§ The problem: Convert the records below into a Markdown table with the columns Row and Text, numbering each line in Row, placing the line itself in Text, and omitting blank lines. Begin at the line that contains "of the door" and stop after the line that contains "pixel 45 313", including both.
— Start Extracted data —
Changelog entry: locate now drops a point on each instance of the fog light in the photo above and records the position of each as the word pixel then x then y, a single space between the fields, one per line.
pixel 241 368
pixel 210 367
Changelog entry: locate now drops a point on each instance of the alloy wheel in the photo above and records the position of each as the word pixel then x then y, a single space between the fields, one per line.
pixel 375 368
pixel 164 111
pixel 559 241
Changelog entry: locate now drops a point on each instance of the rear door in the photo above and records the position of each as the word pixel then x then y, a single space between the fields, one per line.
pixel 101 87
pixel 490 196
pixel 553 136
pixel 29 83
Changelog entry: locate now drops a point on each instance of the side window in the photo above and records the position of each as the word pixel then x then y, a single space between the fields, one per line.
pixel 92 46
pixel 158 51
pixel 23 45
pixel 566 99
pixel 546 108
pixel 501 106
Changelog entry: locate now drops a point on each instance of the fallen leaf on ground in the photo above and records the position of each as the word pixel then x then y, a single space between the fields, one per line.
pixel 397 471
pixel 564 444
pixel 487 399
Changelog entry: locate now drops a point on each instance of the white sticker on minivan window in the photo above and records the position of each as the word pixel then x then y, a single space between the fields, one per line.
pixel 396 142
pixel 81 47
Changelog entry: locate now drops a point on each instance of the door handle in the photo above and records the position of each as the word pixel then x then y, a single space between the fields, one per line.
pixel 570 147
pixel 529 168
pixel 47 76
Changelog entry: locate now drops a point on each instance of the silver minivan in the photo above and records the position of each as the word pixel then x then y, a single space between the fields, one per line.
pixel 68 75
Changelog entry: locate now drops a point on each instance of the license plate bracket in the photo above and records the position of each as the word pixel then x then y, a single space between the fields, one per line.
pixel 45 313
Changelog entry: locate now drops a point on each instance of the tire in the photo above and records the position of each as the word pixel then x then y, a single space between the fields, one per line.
— End Extracted data —
§ Solution to the problem:
| Row | Text |
|---|---|
| 1 | Changelog entry: locate now drops a point on each instance of the door handle in the photo above and records the position of each as the word pixel then x then y, a single space between the fields, one per line. |
| 2 | pixel 570 147 |
| 3 | pixel 529 168 |
| 4 | pixel 47 76 |
| 5 | Changelog entry: locate now drops a point on each instance of the silver minivan in the photo above and records the position of each as the word pixel then x then y, a single space between the fields, one per line. |
| 6 | pixel 68 75 |
| 7 | Changelog entry: locate now drops a point on each instance of the license plate bracket in the photo above and records the position of each as the word pixel then x then y, a single space between the fields, one per line. |
| 8 | pixel 45 313 |